====== MATERIAL FOR THIS TASK

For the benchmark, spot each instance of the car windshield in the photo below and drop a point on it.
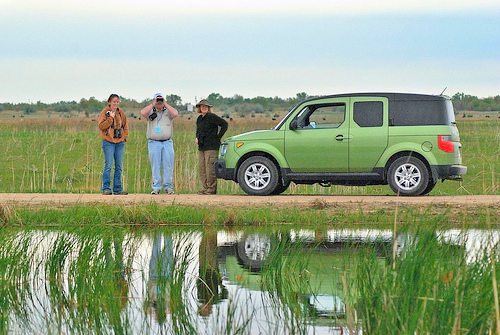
(283, 120)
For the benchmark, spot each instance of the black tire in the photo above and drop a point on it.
(408, 176)
(430, 186)
(281, 187)
(258, 175)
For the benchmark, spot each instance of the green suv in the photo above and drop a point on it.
(408, 141)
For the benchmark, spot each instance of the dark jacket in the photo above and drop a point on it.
(209, 130)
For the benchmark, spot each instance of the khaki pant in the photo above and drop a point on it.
(206, 160)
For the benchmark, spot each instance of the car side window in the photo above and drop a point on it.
(324, 116)
(369, 113)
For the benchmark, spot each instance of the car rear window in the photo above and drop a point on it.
(421, 112)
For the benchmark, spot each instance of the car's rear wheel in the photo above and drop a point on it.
(258, 175)
(408, 176)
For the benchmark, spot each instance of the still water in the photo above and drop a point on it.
(213, 281)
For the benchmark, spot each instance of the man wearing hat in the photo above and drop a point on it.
(159, 116)
(209, 130)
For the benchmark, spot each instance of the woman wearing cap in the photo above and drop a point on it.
(114, 133)
(209, 130)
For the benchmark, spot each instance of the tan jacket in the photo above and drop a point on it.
(107, 124)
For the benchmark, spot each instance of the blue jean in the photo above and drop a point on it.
(161, 155)
(112, 151)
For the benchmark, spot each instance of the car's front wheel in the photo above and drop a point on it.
(408, 176)
(258, 175)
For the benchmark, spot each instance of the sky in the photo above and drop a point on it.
(65, 50)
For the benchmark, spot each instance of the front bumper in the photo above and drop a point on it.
(222, 172)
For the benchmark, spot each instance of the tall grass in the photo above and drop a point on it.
(433, 289)
(100, 280)
(66, 156)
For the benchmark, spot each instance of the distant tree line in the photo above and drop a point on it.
(465, 102)
(235, 104)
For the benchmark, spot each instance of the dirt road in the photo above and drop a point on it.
(358, 201)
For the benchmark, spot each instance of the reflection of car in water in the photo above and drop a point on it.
(253, 250)
(243, 257)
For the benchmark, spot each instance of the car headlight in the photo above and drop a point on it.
(223, 149)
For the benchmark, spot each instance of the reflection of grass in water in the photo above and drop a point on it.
(286, 279)
(16, 273)
(433, 289)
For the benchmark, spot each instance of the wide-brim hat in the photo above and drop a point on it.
(203, 102)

============

**WRITTEN PROBLEM**:
All of the data above should be quoted exactly, except for the pictures.

**EXERCISE RESULT**:
For the benchmark, spot each instance of the car windshield in the photo below and drop a point on it.
(283, 120)
For the benchmark, spot each instance of the black tire in the photo above and drop a point on it.
(408, 176)
(430, 186)
(281, 187)
(258, 175)
For the benchmark, spot each instance of the green suv in the photo above and drop a point on it.
(408, 141)
For the benchmark, spot each instance of the dark jacket in the photo above and drop a point on it.
(209, 130)
For the benchmark, spot each instance of the khaki pant in the photo above and drop a point on it.
(206, 160)
For the benchmark, spot each instance of the car side window in the photo above and drop a point on it.
(324, 116)
(369, 113)
For the benchmark, spot each instance of the car rear window in the photo above and drop a point on it.
(421, 112)
For the benchmark, spot each instance of the car's rear wheel in the photo above and drop a point on it.
(258, 175)
(408, 176)
For the benchmark, spot each instance of the still water in the photo above and drop a point on it.
(213, 281)
For the benchmark, spot each instance of the man wearing hat in the photo above and drop a point on it.
(159, 116)
(209, 130)
For the benchmark, spot each instance of the woman wearing cap in the photo above and drop a point on it.
(114, 133)
(209, 130)
For the benchmark, spot each instance of the tan jacket in the photo above and drop a point on it.
(107, 124)
For the benchmark, spot each instance of the blue jean in the photo above and drop a point on it.
(161, 155)
(112, 151)
For the benchmark, spot each instance of the car's front wheel in the photo above and drop a point on it.
(408, 176)
(258, 175)
For the benchmark, spot each instance of the sky in the photo above and drop a point on it.
(65, 50)
For the benchmark, spot each instance of the front bumper in the photo above and drop a point on it.
(222, 172)
For the benchmark, spot each instance of the tall grass in the photo above and drop a point on it.
(433, 289)
(100, 280)
(66, 156)
For the benchmark, spot each instance of the distant tree line in the photo above and drop a point on it.
(465, 102)
(235, 104)
For the benchmark, spot each instance of the dirt road in the photo above and drop a point on it.
(358, 201)
For the benchmark, spot each instance of the reflection of car in water in the photo above and drop a point on it.
(253, 250)
(243, 257)
For the benchmark, spot each instance of the car headlight in the photo above and drop a point on it.
(223, 149)
For the benchmark, spot each instance of the reflection of grass in water in the photo above and drop a point on it.
(286, 279)
(16, 273)
(433, 289)
For the benchmark, spot each instance of the wide-brim hat in the photo above and drop a point on it.
(203, 102)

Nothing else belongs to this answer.